WHAT IS EXPECTED: Every entry has to be restated word for word.

PROVIDED RECORDS:

---------------

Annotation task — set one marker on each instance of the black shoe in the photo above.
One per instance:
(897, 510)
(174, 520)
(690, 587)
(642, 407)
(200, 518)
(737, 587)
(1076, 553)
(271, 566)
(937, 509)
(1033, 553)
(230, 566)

---------------

RESPONSE BELOW:
Annotation task — set one marker on each instance of the black shoe in the photo above.
One per instance:
(897, 510)
(174, 520)
(690, 587)
(642, 407)
(200, 518)
(737, 587)
(1076, 553)
(271, 566)
(937, 509)
(1033, 553)
(230, 566)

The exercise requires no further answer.